*YOUR ASSIGNMENT*: The records below are to be set down word for word, with every picture left out.
#### EXTRACTED ENTRIES ####
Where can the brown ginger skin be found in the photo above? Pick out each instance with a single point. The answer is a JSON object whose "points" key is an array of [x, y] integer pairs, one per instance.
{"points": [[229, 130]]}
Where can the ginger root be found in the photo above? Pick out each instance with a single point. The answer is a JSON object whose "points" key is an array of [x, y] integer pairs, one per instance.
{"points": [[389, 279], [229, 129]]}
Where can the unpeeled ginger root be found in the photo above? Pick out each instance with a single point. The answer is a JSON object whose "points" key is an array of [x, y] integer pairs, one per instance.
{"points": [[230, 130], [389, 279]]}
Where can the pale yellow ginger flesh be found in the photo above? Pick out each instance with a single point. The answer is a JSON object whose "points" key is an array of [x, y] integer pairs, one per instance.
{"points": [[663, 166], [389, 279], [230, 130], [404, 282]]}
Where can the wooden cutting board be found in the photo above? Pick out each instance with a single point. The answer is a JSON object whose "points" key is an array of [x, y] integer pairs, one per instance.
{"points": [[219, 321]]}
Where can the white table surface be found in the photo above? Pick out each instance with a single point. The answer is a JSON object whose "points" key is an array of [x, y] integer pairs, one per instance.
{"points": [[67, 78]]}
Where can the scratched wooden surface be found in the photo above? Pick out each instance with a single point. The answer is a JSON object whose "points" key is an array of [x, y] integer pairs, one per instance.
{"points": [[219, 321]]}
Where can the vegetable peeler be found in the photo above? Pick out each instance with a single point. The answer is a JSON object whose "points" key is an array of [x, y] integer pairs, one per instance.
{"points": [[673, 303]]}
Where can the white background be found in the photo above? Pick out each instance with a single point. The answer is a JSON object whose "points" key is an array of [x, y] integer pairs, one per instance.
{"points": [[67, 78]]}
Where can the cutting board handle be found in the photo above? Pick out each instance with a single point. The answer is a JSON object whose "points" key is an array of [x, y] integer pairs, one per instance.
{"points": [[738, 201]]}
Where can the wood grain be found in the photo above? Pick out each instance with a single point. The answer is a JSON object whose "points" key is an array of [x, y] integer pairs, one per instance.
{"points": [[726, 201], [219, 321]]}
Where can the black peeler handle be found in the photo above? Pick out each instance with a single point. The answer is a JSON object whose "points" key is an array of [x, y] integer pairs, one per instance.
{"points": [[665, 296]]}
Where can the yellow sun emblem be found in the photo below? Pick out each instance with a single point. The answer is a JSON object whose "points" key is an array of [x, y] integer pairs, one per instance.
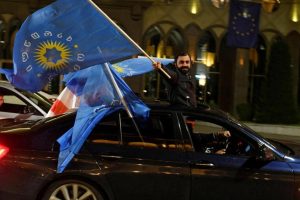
{"points": [[52, 55]]}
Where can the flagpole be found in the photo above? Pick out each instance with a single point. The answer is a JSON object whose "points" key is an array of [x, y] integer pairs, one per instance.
{"points": [[131, 40], [122, 99]]}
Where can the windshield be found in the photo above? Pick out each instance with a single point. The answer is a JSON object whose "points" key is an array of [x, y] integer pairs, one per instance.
{"points": [[271, 143], [44, 104]]}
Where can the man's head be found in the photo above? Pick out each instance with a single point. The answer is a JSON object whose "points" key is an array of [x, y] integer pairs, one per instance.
{"points": [[183, 62]]}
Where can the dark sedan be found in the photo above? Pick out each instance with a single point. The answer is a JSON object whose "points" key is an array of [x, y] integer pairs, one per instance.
{"points": [[175, 154]]}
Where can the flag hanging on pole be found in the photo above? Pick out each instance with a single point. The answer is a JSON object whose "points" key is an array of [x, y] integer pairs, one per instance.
{"points": [[243, 24], [98, 98], [63, 37]]}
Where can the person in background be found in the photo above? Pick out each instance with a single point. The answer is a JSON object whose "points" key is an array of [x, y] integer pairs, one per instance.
{"points": [[181, 84]]}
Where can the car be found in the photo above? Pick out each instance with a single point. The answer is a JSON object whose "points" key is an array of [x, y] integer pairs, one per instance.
{"points": [[154, 158], [21, 105]]}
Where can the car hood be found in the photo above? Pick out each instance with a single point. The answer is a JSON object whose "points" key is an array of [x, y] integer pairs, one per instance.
{"points": [[10, 125]]}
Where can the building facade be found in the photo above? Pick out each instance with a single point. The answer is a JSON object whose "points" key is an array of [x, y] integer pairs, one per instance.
{"points": [[226, 76]]}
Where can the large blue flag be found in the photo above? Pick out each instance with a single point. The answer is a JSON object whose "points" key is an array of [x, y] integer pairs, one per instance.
{"points": [[243, 24], [137, 66], [66, 36], [98, 98]]}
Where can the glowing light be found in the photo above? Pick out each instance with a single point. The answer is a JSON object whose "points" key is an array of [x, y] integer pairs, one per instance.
{"points": [[194, 6]]}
####
*FINAL ANSWER*:
Where can the brown ginger skin be found in the photo above? Pick out each instance with a single point. The answer is a JSON object whose "points" key is an array of [x, y] integer pairs, one per instance.
{"points": [[229, 130]]}
Where can the ginger root be found in the photo above? Pick out each instance with a single point. The answer is a JSON object whose "points" key is an array of [x, y] integer pairs, one per instance.
{"points": [[389, 279], [229, 129]]}
Where can the unpeeled ginger root be found in the photo above? Pick out each instance with a single point. The answer is a JSON object whose "points" key is an array of [x, y] integer pairs, one per instance.
{"points": [[230, 130], [389, 279]]}
Where can the pale yellow ginger flesh be found in the photo above? Pick out each instance with a single point. The answer is a JSON object whose "points" key is an array of [x, y] integer pairs, one per instance.
{"points": [[663, 166], [389, 279], [230, 130], [404, 282]]}
Where can the wooden cutting board be found in the photo above? Pick out each instance with a single point. The answer is a JSON object whose "points" key is an array of [x, y] integer pairs, one per instance.
{"points": [[219, 321]]}
Where can the white table surface be found in the photo above? Pick out each instance with a single point. The answer is a JSON object whose "points" key is an array of [x, y] integer pairs, one per instance.
{"points": [[67, 78]]}
Where can the scratched wooden surface be found in the photo above? Pick out each instance with a single point. The answer is a JSON object whose "points" key is an array of [x, y] integer pairs, one per instance.
{"points": [[219, 321]]}
Where can the vegetable peeler be found in the photo above? Pick out each instance with a single point. The answer is a JSON object whose "points" key is an array of [x, y] integer pairs, one per instance.
{"points": [[673, 303]]}
Where can the white background be found in the photo above? Pick out each instance with a single point. The answer is a JSON object whose "points" key is an array of [x, y] integer pairs, one per instance.
{"points": [[67, 78]]}
Where can the cutting board handle be found in the photo above? Pick out each instance with a single point. The answer is a JSON object whose "points" key is an array of [x, y] integer pairs, one per instance.
{"points": [[738, 201]]}
Where can the wood grain be found in the photo above? Pick out each instance with a single point. The answer is a JSON object whose "points" key is an array of [x, y] integer pairs, one per instance.
{"points": [[726, 201], [219, 321]]}
Where can the black peeler handle be found in the photo above? Pick out each instance with a single point. The answer is a JSON object whose "points" key is an array of [x, y] integer pairs, one per instance.
{"points": [[665, 296]]}
Where can the yellow sun emblem be found in the photo below? Pick out each instance with a single point. The answer is a JSON object whose "points" key is an array of [x, y] integer pairs, one per instance.
{"points": [[52, 55]]}
Where can the flagpole be found in the photo above? Pick out each instance with a single point. The answer is a JSON object whose "points" key is an array of [x, y] integer pairs, one per instance.
{"points": [[131, 40], [122, 99]]}
Where can the windshield be found in the photo above? Pick out each instance with a single point. The answer is a JSON object whose "points" key is an array of [x, y] integer pairs, one per instance.
{"points": [[271, 143], [44, 104]]}
Where can the man's head be found in the photo above? Pick out each instance with a single point. The answer is a JSON object whose "points" key is an array of [x, y] integer pairs, one per instance.
{"points": [[183, 62]]}
Where can the dark sedan be found in the photo above? Pick out each instance with a single point. The answer is a JSON object whose "points" key is an array of [x, y] integer pairs, one per instance.
{"points": [[175, 154]]}
Where can the flag hanging on pole be found in the photo above? Pick out each instance with a single point. The answer is a JSON object whose "points" key is an array of [x, y] integer pairs, one per instance.
{"points": [[243, 24], [98, 98], [63, 37]]}
Where can the person in background be found in the photo above? Pick out each instance with a single point. The answer is a JSON object whose "points" key is an array of [x, y] integer pairs, one per instance.
{"points": [[181, 84]]}
Where can the car be found in the photo above? Pick out each instance with a single point. The answer is a JSON object whose "points" key is an array of [x, y] integer pairs, one per instance.
{"points": [[154, 158], [21, 105]]}
Where can the car hood be found in the photo above? Pick out each instance with a single point. The answer is a JSON object whose "points" key is an array of [x, y] integer pairs, one per instance.
{"points": [[10, 125]]}
Where can the building facade be found in the photo above? Pick out each instance with a single point. The answer is a JSON object whose "points" key is an array of [x, y] integer pairs, one per instance.
{"points": [[226, 76]]}
Where can the large blue flag be found in the photo above? Pick out each instance with a single point. The answer is a JSON object whose "points" key is an array of [x, y] integer pairs, one per instance.
{"points": [[243, 24], [137, 66], [66, 36], [98, 98]]}
Where can the glowing light be found in the photo above? Pick out each instance with a single point. The answer is a JSON object whose "points" key is an array of [x, y] integer pairs, one per instance.
{"points": [[194, 6]]}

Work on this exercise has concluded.